[[ INFORMATION SUPPLIED open ]]
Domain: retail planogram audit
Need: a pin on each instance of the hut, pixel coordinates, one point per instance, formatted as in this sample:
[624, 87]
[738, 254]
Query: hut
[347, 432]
[[ INFORMATION SUPPLIED closed ]]
**TASK INSTRUCTIONS**
Return the records in full, exactly as they read.

**ANSWER SECTION**
Domain: retail planogram audit
Need: a pin on each instance of the hut, pixel coordinates, one point per instance, formatted as in this sample:
[624, 87]
[738, 254]
Query: hut
[347, 432]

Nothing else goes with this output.